_Text to read:_
◇ ◇ ◇ ◇
# Anybody ever work on Rectiformer #14 or #16?



## llskis (Apr 11, 2013)

Have a few extra Rectiformers #16 that need a little help. Throttle on them are very
hard to turn. Has anybody ever worked on these? Will some of the A/F Transformer parts
work with the Rectiformers? Parts for the Rectiformers are very rare to see advertised.
I suspect this thread will go nowhere for help or response on this forum. Larry:stroke:
Picture on one is below.


----------



## flyernut (Oct 31, 2010)

Sorry Larry, all my stuff is AC.. Nuttin but flyer, I believe, has a DC Northern.. PM him or wait for an answer here.. Sorry.


----------



## Kwikster (Feb 22, 2012)

If you can get the cover off and get to the guts, I'd put a drop or two of motor oil on the pivot points. It's like just very dry so it should help out. 

Carl


----------



## Nuttin But Flyer (Dec 19, 2011)

I do have a 334DC but I have the #15 rectifier for it. And at this time, she's in the engine shop awaiting servicing. As far as rectiformers, never had one, sorry.


----------



## Aflyer (Nov 10, 2010)

Larry, 
I have a # 15 rectifier, but have never used. I bought in case I came across a nice DC locomotive that I couldn't live without.

Looking at it, it looks the one on the left in your photo. As far as I knew there was no control on it, you varied the Voltage with the AC transformer.

People will correct me if I am wrong.

Aflyer


----------



## Nuttin But Flyer (Dec 19, 2011)

Mine also looks like the one pictured LH side. Although I think the plates on mine are square rather than round. Been a while since it was out of its box....you do vary the voltage with the AC tranny. The rectifier only converts the juice to DC. But there is a directional switch on it to reverse polarity and run the engine in reverse.


----------
◇ ◇ ◇ ◇
_Dataset:_
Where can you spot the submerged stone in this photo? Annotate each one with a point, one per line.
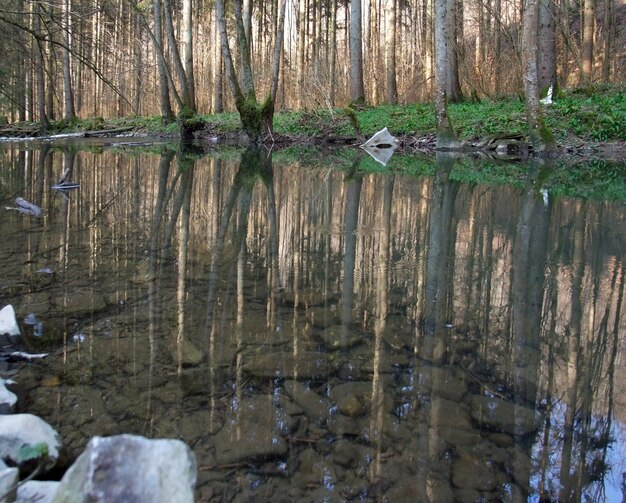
(163, 471)
(316, 407)
(497, 414)
(307, 365)
(20, 430)
(254, 432)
◇ ◇ ◇ ◇
_Objectives:_
A: In the Rectiformer thread, reproduce everything from "Looking at it, it" down to "I am wrong.", substituting "picture" for "photo".
B: Condense the paragraph of the Rectiformer thread that begins "Mine also looks like" into a short bulleted list that keeps its main facts.
The rows above are separate material from the Rectiformer thread.

_Responses to the exercise:_
A:
Looking at it, it looks the one on the left in your picture. As far as I knew there was no control on it, you varied the Voltage with the AC transformer.

People will correct me if I am wrong.

B:
- The poster's unit resembles the one on the left side of the picture, though its plates may be square rather than round.
- The voltage is varied with the AC transformer.
- The rectifier only converts the current to DC.
- A directional switch on it reverses polarity to run the engine in reverse.